─── TEXTO DADO
Mientras ustedes leen este texto, queridos lectores, en Venezuela se lleva a cabo una elección que bien podríamos calificar como una farsa, una simulación. El gobierno de Nicolás Maduro tiene un control férreo sobre los medios de comunicación, ha encarcelado o forzado al exilio a sus más destacados opositores, y a pesar de (o gracias a) la terrible crisis económica y de abasto que sufre el país tiene la capacidad de chantajear, literalmente, a los votantes con promesas de víveres o suministros básicos.

No obstante todo lo anterior, no obstante las múltiples denuncias de fraude en la pasada elección y el boicot anunciado por la oposición agrupada en la Mesa de la Unidad Democrática (MUD), este domingo se presentan dos candidatos opositores que han hecho campaña y que podrían, si no ganar, al menos desnudar la vulnerabilidad del gobierno y la candidatura de Maduro.
──────
## CONSIGNA BREVE 1
Recopila cada línea de los registros que contenga la cadena "shadow", teniendo en cuenta las mayúsculas y minúsculas.
─── DATOS ALMACENADOS
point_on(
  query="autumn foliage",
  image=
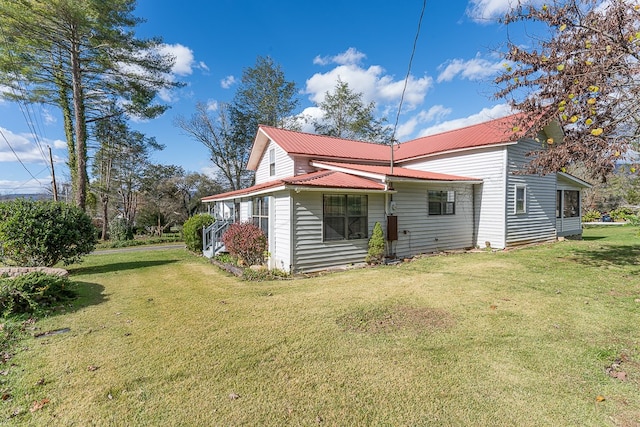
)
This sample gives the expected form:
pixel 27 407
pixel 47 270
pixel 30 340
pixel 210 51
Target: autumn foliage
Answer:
pixel 246 241
pixel 579 65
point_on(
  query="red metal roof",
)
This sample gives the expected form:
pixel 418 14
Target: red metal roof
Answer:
pixel 244 191
pixel 319 179
pixel 333 179
pixel 494 132
pixel 398 172
pixel 326 146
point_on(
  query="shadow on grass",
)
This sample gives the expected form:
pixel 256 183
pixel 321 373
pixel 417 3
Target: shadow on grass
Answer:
pixel 88 294
pixel 119 266
pixel 620 255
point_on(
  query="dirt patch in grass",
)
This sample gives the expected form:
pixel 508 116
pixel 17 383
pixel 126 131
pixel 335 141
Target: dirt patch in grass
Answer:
pixel 386 319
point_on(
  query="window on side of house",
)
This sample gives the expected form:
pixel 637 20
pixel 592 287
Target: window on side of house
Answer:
pixel 521 199
pixel 345 217
pixel 260 213
pixel 571 203
pixel 272 162
pixel 441 202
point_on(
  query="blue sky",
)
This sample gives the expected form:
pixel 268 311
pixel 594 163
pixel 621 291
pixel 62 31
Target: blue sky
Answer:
pixel 367 44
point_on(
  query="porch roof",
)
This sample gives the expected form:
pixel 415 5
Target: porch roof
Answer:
pixel 320 179
pixel 398 173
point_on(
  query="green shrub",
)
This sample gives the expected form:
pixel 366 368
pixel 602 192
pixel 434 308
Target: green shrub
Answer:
pixel 592 216
pixel 120 230
pixel 192 231
pixel 376 245
pixel 43 233
pixel 246 241
pixel 33 292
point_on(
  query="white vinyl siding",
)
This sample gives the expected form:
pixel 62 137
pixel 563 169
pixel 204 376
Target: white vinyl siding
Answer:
pixel 419 232
pixel 488 164
pixel 310 252
pixel 283 164
pixel 280 240
pixel 302 166
pixel 537 224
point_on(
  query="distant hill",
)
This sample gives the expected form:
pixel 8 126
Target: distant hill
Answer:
pixel 38 196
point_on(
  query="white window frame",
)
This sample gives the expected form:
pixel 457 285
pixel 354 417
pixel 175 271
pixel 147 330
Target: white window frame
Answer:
pixel 272 162
pixel 516 200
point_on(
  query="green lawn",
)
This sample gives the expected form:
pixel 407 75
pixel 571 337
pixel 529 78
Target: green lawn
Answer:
pixel 535 336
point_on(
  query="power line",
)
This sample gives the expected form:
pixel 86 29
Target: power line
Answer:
pixel 17 157
pixel 406 79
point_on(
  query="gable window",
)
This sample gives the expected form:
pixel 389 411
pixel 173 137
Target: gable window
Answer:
pixel 345 217
pixel 260 213
pixel 442 202
pixel 272 162
pixel 571 203
pixel 521 199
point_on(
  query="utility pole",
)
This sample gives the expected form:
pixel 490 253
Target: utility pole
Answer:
pixel 53 177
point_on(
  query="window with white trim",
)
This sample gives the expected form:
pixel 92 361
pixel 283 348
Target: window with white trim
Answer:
pixel 521 199
pixel 272 162
pixel 345 217
pixel 260 213
pixel 442 202
pixel 571 203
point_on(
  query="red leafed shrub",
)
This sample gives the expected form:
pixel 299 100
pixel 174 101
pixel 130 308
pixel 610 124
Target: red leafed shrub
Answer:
pixel 246 241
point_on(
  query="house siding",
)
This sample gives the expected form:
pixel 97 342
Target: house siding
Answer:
pixel 284 164
pixel 538 223
pixel 310 252
pixel 302 166
pixel 419 232
pixel 488 164
pixel 280 240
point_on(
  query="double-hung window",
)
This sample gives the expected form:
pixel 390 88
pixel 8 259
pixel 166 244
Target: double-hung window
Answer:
pixel 442 202
pixel 272 162
pixel 571 203
pixel 521 199
pixel 260 213
pixel 345 217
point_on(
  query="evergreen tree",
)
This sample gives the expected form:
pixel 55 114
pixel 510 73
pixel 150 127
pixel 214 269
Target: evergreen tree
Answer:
pixel 77 55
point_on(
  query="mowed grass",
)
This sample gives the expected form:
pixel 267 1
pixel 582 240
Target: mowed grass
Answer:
pixel 536 336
──────
## CONSIGNA BREVE 2
Responde las siguientes preguntas sobre el texto de la elección en Venezuela.
(a) ¿Sobre qué tiene el gobierno de Nicolás Maduro un control férreo?
(b) ¿Qué agrupación de la oposición anunció el boicot?
(c) ¿Cuántos candidatos opositores se presentan este domingo?

## RESPUESTA COMPLETA 1
  query="shadow on grass",
Target: shadow on grass

## RESPUESTA COMPLETA 2
(a) Sobre los medios de comunicación.
(b) La Mesa de la Unidad Democrática (MUD).
(c) Dos.